- _Your assignment_
Give back, word for word, the lines in the listing below from the one holding "of the jacket" down to the one holding "the man's ear.", both ends included.

- _Excerpted records_
------------------------------

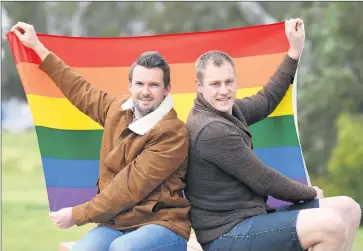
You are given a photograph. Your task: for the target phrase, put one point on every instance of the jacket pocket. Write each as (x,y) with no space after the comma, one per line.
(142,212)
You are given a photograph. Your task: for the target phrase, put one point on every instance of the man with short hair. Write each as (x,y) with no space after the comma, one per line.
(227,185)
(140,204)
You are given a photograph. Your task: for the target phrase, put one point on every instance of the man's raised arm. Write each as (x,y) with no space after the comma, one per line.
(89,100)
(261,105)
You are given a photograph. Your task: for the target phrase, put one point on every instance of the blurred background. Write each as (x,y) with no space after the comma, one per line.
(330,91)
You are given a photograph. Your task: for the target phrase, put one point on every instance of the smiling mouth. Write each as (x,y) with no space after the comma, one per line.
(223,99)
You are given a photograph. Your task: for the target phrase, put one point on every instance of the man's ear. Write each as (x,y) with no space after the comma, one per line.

------------------------------

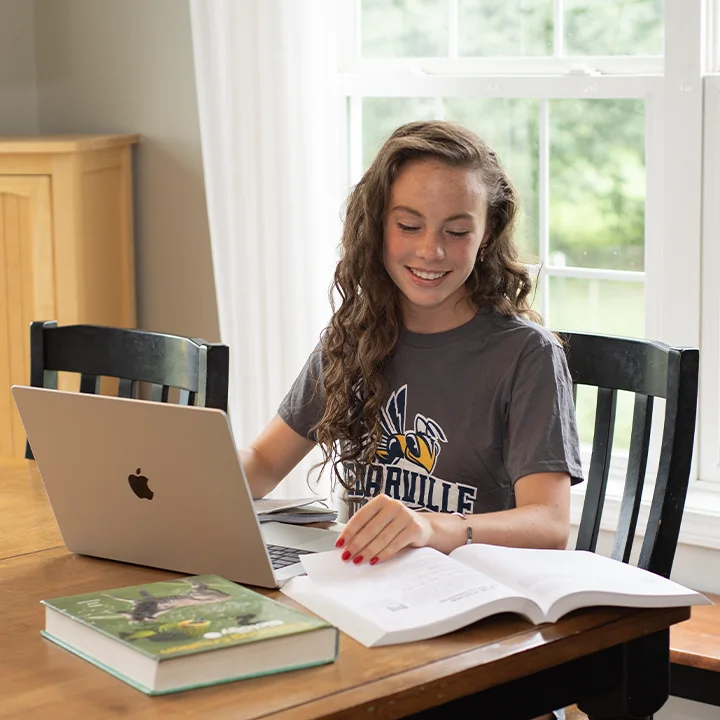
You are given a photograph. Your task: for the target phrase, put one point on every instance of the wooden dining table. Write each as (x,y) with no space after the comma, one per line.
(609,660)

------------------------------

- _Output below_
You are given a photograph. Your task: for the target phrase, put one point on every instance of the jacket pocket. Write each as (x,y) with no space after the comma, one per line.
(142,212)
You are given a photograph. Your task: for the target phrase, put one point on every instance of the man with short hair. Write each as (x,y) with no space after the comma, one per line.
(227,185)
(140,204)
You are given a photograph. Your task: for the target phrase, put one point on every instance of the man's raised arm. Write each as (x,y) with no space after the comma, one per line.
(89,100)
(261,105)
You are given a photograph. Your task: for the target phrase, put one point on every instance of the blurred background. Write each as (x,y) with no space after the comma, one per line.
(330,91)
You are given a photograph. Your task: for the target phrase, put one point on every instance of the smiling mouth. Write each as (x,y) with no space after the comma, one per line.
(223,99)
You are given a photograph. Your task: for the target phrase, put one point on every instance of the man's ear. Write each as (x,y) with no space after the comma, one per line.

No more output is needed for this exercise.